O que fazer >>
(1) De acordo com o texto sobre o filme, qual é a causa essencial da insegurança do "Brasil de Deus"?
(2) Prossiga com o texto sobre o filme a partir da última frase apresentada.

Texto fornecido >>

================================

O filme é apenas uma alegoria
do Brasil, contaminado de alto a
baixo pela banalização da morte,
pelo crescimento descontrolado
da criminalidade e pela falta de
perspectivas profissionais e educacionais entre os jovens nas regiões periféricas.
A insegurança do "Brasil de
Deus" é provocada essencialmente pela incapacidade de integração de milhões de jovens nas escolas e no emprego, usina de mão-de-obra para o crime organizado.
Mais do que a ineficiência da
polícia, a "bomba da juventude"
explica a disseminação da delinquência e a transformação de
vastos territórios em terra de ninguém, onde só se entra com autorização de traficantes -essa ordem vale para policiais, religiosos, assistentes sociais e cineastas.

================================

Dados disponíveis >>
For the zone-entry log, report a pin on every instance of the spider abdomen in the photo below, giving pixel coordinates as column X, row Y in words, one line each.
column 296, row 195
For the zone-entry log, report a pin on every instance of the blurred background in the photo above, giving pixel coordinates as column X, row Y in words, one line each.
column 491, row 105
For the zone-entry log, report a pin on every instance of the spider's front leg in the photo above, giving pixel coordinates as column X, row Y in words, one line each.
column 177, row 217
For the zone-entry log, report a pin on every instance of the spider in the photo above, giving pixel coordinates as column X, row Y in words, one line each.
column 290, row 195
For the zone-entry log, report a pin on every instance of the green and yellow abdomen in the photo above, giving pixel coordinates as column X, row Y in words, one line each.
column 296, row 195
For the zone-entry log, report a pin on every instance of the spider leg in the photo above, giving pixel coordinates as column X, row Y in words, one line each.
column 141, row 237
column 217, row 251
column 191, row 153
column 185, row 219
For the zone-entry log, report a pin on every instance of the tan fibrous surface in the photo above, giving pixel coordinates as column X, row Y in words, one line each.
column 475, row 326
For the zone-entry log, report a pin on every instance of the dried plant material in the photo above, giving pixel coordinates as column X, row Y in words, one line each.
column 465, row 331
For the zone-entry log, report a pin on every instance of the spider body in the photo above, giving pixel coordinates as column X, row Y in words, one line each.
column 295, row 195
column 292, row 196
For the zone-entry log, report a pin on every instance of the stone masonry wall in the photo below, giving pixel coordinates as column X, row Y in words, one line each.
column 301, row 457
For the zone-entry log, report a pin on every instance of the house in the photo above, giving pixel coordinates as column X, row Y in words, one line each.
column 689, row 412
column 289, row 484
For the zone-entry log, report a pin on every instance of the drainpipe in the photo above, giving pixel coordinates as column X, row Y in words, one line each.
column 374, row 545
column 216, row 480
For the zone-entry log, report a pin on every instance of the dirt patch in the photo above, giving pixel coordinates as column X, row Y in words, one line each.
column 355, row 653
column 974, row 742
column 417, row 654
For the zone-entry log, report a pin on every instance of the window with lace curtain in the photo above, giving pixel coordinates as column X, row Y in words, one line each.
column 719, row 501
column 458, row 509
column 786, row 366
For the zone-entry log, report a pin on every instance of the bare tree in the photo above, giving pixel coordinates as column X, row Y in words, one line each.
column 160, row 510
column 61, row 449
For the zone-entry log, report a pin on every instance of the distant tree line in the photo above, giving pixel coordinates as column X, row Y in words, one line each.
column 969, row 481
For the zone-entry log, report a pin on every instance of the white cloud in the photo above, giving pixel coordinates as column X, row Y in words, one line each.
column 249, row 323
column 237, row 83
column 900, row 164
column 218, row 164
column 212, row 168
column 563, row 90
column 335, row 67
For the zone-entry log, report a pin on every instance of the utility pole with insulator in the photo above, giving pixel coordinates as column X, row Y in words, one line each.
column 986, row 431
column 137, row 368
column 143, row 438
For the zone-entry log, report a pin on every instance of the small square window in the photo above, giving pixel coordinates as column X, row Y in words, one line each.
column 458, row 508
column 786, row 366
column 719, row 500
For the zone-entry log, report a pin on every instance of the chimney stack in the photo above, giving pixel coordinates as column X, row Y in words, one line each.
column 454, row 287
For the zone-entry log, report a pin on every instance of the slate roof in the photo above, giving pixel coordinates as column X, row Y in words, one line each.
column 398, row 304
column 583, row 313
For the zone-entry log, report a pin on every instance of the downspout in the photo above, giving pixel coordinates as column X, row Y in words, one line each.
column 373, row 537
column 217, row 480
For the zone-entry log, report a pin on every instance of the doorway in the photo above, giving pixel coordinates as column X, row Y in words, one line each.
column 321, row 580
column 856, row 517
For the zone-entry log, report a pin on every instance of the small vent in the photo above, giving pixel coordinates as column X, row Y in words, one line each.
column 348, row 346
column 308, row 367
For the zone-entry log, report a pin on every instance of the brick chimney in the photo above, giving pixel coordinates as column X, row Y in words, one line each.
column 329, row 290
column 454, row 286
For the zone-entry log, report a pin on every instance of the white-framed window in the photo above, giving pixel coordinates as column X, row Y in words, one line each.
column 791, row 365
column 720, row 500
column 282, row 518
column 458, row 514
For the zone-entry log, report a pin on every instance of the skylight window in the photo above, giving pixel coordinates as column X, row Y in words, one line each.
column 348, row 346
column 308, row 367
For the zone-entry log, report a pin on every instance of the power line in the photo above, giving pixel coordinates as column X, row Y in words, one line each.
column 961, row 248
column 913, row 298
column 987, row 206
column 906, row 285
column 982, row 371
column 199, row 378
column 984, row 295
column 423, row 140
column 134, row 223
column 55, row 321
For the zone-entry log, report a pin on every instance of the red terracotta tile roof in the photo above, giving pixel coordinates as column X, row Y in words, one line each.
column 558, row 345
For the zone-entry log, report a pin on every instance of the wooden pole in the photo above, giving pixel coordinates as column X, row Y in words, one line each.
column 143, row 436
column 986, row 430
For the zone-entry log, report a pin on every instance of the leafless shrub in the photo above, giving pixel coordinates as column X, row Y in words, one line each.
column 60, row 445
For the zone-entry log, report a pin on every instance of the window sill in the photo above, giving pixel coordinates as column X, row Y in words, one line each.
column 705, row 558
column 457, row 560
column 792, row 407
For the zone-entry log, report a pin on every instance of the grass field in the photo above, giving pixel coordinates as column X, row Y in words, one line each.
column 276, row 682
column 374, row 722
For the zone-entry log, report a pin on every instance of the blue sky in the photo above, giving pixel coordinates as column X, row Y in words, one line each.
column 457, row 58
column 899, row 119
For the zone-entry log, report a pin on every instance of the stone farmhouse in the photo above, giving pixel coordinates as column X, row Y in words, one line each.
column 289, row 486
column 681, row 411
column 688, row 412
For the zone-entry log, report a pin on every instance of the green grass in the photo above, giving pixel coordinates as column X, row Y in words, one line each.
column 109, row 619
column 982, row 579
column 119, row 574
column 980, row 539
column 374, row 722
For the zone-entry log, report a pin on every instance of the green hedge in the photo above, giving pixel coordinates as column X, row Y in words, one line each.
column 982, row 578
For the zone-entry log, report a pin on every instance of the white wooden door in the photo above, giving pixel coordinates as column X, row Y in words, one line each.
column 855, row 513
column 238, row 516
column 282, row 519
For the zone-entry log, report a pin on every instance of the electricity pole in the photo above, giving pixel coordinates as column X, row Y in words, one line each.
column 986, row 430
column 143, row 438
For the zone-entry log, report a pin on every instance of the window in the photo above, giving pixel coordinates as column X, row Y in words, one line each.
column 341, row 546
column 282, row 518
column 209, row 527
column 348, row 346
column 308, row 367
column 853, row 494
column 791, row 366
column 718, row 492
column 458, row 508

================================

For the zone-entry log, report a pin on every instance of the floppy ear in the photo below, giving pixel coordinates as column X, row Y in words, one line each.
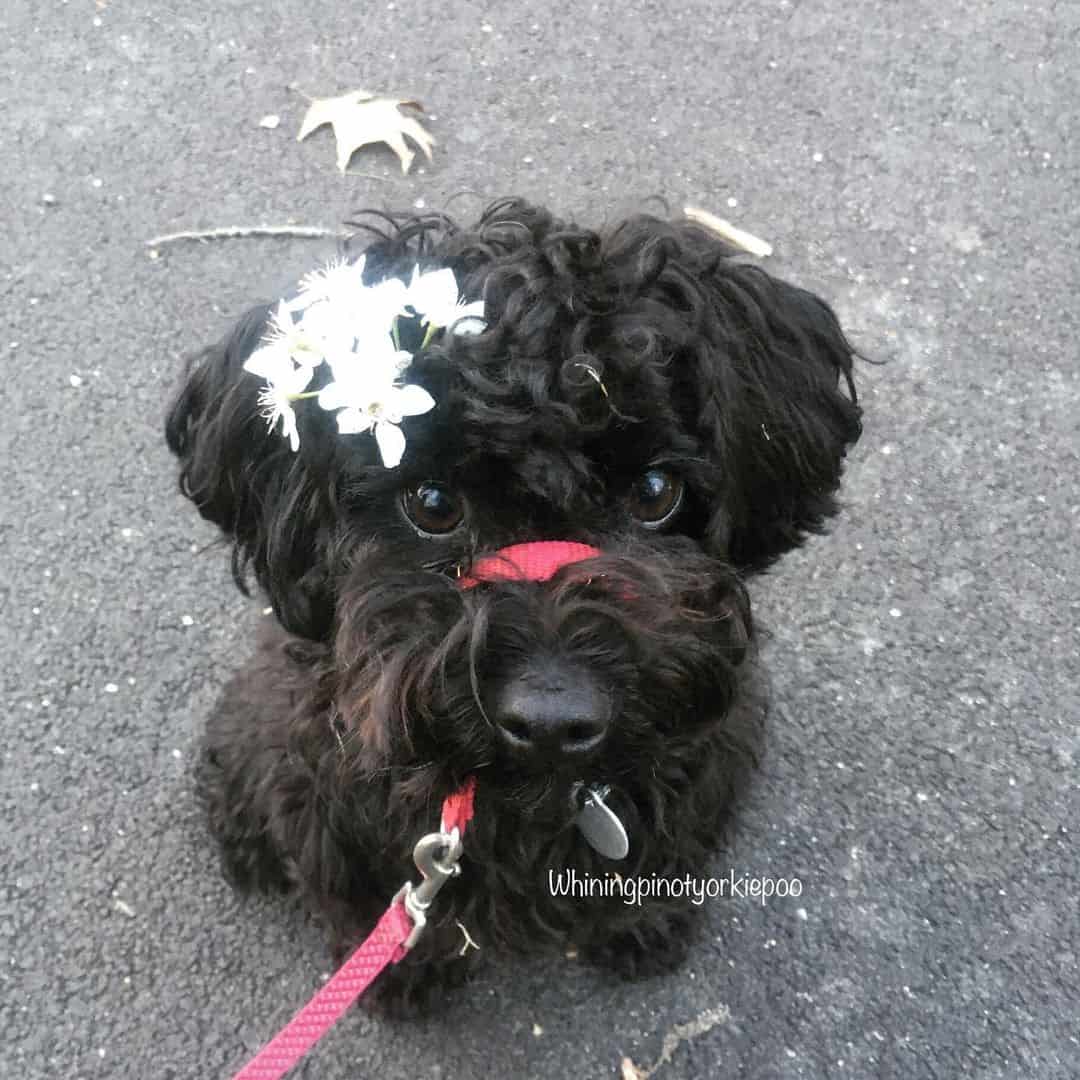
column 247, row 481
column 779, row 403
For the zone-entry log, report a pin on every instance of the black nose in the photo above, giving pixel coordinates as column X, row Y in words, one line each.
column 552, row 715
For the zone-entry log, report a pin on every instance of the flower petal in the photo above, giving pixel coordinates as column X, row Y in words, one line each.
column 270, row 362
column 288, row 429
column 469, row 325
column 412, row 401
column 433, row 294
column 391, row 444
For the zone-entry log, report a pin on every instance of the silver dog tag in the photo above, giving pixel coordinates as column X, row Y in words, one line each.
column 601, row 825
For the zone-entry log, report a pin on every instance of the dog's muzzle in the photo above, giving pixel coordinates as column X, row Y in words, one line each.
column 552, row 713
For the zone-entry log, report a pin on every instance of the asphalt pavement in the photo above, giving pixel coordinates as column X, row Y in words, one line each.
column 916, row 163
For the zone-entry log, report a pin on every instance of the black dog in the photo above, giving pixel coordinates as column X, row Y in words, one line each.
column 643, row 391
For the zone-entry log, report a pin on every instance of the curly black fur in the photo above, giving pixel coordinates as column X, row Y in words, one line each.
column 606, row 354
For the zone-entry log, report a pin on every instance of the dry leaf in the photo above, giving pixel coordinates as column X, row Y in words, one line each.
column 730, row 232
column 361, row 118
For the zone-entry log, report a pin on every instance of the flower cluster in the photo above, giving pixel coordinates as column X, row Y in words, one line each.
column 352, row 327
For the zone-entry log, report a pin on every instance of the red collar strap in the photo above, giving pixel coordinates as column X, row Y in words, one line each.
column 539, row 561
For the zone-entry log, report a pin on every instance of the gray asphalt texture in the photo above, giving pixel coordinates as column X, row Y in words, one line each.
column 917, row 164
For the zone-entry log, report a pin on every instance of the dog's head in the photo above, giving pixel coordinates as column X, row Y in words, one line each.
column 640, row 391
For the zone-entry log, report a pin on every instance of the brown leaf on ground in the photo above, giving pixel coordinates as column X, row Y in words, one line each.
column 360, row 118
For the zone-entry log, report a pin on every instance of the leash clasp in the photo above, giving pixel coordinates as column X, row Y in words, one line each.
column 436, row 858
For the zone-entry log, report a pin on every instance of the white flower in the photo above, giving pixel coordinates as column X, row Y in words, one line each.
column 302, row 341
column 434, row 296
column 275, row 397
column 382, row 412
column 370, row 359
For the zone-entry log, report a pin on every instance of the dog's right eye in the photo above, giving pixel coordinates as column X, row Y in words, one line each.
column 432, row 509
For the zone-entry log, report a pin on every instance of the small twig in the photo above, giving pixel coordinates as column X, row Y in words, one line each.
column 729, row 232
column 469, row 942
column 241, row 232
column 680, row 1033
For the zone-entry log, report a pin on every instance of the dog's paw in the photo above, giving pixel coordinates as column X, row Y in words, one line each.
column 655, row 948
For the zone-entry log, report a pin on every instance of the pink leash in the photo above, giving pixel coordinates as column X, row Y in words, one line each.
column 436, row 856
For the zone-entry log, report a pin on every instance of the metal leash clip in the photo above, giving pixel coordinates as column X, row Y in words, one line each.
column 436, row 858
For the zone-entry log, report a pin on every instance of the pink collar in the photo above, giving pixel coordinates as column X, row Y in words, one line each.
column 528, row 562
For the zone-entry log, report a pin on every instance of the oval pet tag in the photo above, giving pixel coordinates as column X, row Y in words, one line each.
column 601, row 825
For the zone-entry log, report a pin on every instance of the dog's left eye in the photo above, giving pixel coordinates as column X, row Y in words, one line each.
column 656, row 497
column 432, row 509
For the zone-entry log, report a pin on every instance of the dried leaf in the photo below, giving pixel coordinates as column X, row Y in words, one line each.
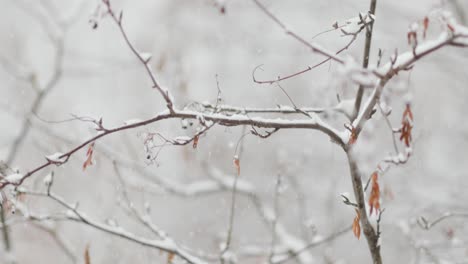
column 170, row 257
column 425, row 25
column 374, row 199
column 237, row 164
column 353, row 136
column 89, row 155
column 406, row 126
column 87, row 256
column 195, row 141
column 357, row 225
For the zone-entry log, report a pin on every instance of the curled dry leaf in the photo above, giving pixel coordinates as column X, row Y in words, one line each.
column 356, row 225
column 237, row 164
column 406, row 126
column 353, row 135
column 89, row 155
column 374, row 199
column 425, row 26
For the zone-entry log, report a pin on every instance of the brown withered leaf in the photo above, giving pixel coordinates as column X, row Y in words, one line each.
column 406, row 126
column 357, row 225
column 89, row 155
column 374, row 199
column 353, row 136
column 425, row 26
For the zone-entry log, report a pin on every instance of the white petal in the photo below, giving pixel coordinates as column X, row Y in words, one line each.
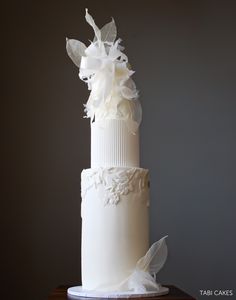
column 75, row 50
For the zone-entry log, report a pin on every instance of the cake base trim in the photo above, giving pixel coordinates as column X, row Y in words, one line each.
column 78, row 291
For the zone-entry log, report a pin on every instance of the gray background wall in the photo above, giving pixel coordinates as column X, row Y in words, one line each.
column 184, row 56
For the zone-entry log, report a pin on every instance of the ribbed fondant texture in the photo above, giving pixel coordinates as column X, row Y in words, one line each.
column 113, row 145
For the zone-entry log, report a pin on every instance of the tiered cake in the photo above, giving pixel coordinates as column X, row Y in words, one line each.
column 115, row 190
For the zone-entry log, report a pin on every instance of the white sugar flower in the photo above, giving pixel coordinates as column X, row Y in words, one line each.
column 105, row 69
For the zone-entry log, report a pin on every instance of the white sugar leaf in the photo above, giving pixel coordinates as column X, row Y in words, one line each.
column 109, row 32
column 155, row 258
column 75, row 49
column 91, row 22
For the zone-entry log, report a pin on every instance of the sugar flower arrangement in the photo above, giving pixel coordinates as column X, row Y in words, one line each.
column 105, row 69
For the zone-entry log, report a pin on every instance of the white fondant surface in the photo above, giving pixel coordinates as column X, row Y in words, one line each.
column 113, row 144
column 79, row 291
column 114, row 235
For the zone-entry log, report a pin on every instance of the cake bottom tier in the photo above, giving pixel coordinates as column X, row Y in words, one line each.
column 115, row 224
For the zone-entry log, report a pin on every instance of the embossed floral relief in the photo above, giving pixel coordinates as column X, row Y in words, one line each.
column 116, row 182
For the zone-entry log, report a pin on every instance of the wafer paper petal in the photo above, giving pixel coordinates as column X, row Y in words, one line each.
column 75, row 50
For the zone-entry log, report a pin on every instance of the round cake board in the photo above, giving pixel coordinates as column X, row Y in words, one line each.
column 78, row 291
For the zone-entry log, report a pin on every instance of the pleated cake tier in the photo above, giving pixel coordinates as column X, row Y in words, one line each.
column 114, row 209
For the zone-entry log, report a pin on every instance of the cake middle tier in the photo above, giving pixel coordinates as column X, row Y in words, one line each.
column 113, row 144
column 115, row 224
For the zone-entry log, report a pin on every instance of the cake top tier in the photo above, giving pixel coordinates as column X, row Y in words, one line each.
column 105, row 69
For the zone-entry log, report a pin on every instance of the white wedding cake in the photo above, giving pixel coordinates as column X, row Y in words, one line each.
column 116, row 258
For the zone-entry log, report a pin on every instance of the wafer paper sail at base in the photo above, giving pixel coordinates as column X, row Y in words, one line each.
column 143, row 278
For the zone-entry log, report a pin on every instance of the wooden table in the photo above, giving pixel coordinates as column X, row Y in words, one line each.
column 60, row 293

================================

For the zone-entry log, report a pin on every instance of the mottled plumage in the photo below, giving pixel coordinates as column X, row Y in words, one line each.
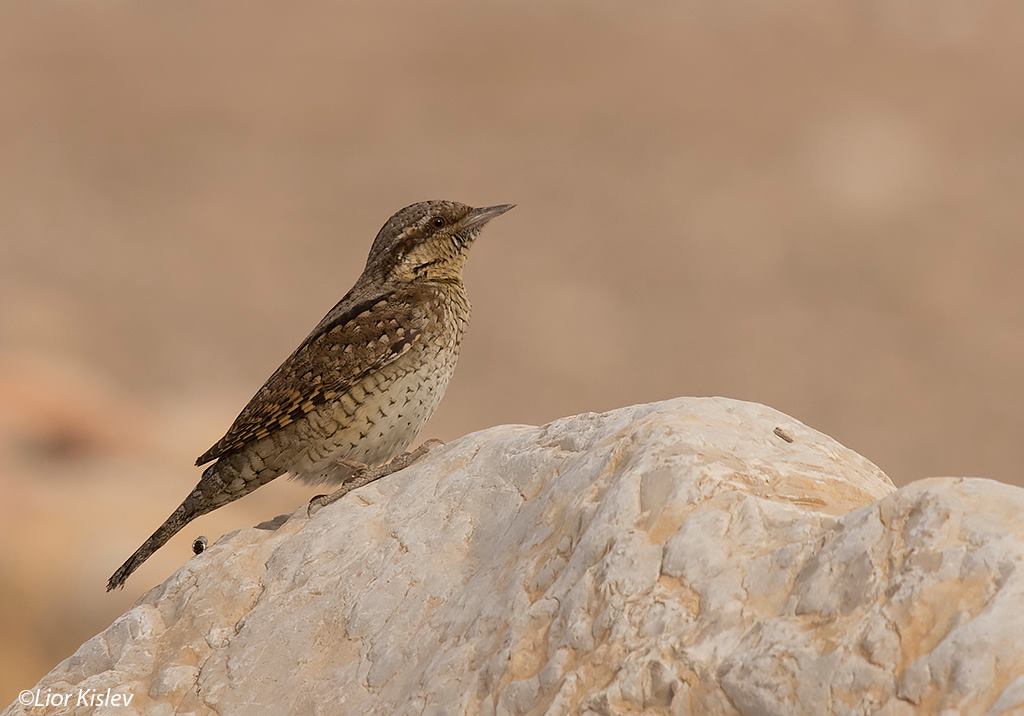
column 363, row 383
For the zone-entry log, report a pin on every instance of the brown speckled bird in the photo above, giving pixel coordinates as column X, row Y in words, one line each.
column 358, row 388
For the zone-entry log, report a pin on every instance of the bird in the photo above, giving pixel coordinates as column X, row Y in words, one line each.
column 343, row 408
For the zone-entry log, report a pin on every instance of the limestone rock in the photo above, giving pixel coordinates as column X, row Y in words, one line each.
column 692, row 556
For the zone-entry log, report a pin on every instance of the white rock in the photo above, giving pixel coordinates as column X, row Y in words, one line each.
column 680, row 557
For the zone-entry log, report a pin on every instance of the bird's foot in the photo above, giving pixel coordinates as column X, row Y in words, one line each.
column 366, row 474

================================

Respostas do exercício >>
(1) A incapacidade de integrar milhões de jovens nas escolas e no emprego.

(2)
Como a percepção dos artistas
costuma estar sempre à frente da
percepção dos políticos, a "bomba
da juventude" será apresentada
também, na próxima semana, no
cinema, com a exibição de "Uma
Onda no Ar" -o filme conta a
aventura de jovens que criaram
uma rádio em uma favela de Belo
Horizonte.
Uma exibição especial desse filme, a ser realizada na próxima
quarta-feira, vai mostrar como a
violência está refinando o olhar
da sociedade para a busca de soluções baseadas em experiências
dentro e fora do Brasil.
Depois do lançamento, será entregue para os presidenciáveis
uma proposta de uma política para a juventude, elaborada há cinco meses por especialistas em educação, psicologia, assistência social, formação profissional, saúde
e lazer. O projeto, coordenado por
Viviane Senna, está sintetizado
em documento endossado por alguns dos mais importantes ícones
do PIB econômico e cultural brasileiro, bem como pelos principais
representantes do chamado terceiro setor.
A novidade é que nunca (e
"nunca" aqui não é exagero) se
percebeu com tamanha clareza a
"bomba de juventude" e nunca se
reuniu tanta gente tão qualificada em busca de alternativas; muitas das alternativas não são mirabolantes -são, em muitos casos,
experiências já em andamento
que necessitam apenas de ganhar
maior dimensão.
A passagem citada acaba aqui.